• [PASSAGE SHOWN]:
==*==
The delta is a shifting landmass by nature. It's not built on bedrock but by silt carried south over thousands of years and deposited at the mouth of the river. Over time, it would be eroded by ocean waves and replenished when the Mississippi flooded.

That all changed when engineers in the early 20th century tried to rein in the river. They built levees to control the natural flooding and facilitate development, and the natural cycle of replenishing the land began to break down.

On top of that, oil and gas companies came in behind the levees and started to carve up the marshes to build transportation canals all the way out to the gulf to serve the burgeoning Louisiana energy industry. The longer canals let saltwater into freshwater marshes, killing the vegetation and allowing ocean waves and storm surges closer and closer to the old mud levees protecting the precarious towns and cities set up on thin strips of land.


Without those marshes, cities like New Orleans would be even more vulnerable to storm surges than they are now. The seafood industry would suffer as untold species of animals lose their nurseries. And all the navigation infrastructure in the area, designed for a marsh ecosystem, would become ineffective. The effects could extend all the way to people like duck hunters in Wisconsin, who might find that their prey had nowhere to live for the winter.

Some suggest just blowing up the levees and hoping for the best, but the populations in southern Louisiana find themselves in a difficult situation: The structures they built that allowed development and industry to move in to begin with may now be threatening everything they've built in the marshes. Allowing the Mississippi River to flood naturally is no longer an option.
==*==
[Stored entries]
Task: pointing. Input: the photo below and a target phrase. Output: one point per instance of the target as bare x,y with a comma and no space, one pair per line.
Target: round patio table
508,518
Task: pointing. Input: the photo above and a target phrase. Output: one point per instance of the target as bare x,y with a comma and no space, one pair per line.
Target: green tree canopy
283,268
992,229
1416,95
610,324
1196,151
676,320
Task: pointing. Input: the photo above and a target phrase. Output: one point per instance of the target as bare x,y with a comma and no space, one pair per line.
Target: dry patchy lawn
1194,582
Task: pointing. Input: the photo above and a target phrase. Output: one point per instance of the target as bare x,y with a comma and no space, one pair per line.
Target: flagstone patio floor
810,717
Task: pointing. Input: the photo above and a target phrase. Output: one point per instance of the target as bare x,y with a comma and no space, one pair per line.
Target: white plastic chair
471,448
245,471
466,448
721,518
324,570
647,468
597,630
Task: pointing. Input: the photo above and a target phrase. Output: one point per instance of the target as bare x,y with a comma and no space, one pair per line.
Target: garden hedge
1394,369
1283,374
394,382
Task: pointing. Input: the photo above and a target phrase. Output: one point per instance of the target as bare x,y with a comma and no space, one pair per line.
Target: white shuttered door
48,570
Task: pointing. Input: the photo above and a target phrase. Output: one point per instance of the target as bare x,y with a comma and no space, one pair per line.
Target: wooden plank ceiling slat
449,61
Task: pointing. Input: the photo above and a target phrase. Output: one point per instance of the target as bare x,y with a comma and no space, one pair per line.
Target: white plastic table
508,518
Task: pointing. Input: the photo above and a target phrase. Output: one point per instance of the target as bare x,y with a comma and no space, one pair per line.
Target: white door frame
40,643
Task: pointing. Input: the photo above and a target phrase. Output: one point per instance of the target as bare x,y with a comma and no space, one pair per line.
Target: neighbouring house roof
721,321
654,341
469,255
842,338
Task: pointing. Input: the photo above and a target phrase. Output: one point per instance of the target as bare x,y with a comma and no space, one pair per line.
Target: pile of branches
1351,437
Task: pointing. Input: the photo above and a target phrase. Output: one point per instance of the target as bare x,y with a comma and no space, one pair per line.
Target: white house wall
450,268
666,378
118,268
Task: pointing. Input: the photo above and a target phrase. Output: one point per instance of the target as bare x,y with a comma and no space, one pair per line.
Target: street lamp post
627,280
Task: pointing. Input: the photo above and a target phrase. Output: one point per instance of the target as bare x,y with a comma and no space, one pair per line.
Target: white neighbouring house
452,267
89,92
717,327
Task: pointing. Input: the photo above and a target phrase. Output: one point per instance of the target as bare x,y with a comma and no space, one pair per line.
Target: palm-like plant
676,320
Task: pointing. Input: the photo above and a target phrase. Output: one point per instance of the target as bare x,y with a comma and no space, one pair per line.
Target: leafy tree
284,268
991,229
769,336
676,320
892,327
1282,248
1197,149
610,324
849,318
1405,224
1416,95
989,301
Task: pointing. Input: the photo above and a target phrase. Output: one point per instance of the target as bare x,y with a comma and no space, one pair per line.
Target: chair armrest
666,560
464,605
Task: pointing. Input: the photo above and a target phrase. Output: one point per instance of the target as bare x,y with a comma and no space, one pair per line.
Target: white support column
==*==
• [PROBLEMS TO SOLVE]:
#1 Answer these about the passage on the Mississippi delta:
(a) What is the delta built from, instead of bedrock?
(b) What happened when the longer canals let saltwater into the freshwater marshes?
(c) Which far-off group does the passage say could feel the effects of losing the marshes?
#2 Carry on the passage about the Mississippi delta's disappearing marshes, starting right after its last sentence.

• [ANSWERS GIVEN]:
#1
(a) Silt carried south over thousands of years and deposited at the mouth of the river.
(b) The saltwater killed the vegetation and let ocean waves and storm surges come closer and closer to the old mud levees protecting the towns and cities.
(c) Duck hunters in Wisconsin, who might find their prey had nowhere to live for the winter.

#2
There could be a way to simulate the river's natural floods without damaging vulnerable communities in places like Plaquemines and Terrebone parishes. According to Aaron Viles, campaign director for the Gulf Restoration Network, a system of freshwater introductions connecting the river back up to the marshes in a way that mimics the river's natural flooding could be enough to stabilize the system.

It would be an expensive proposition, costing as much as $15 billion. In the midst of recession, a plan like that might seem impossible. But some money may soon be made available from a certain unpopular benefactor in the area. Viles hopes that if there is an opportunity to be seized in the BP oil disaster, it's that the money the company pays in fines and penalties could be used to build a system that could keep the Mississippi River delta alive.

"We're seeing historical levels of money coming from legal efforts, and if we don't want that money to disappear into the black hole of the federal coffer, we need to tell Congress that it is only right to stand up and say that it is only right that this area which has been a national sacrifice zone for so long see the bulk of this money put toward recovery," Viles told AOL News.

"I am convinced we can do it. It's not rocket science, but it is river science."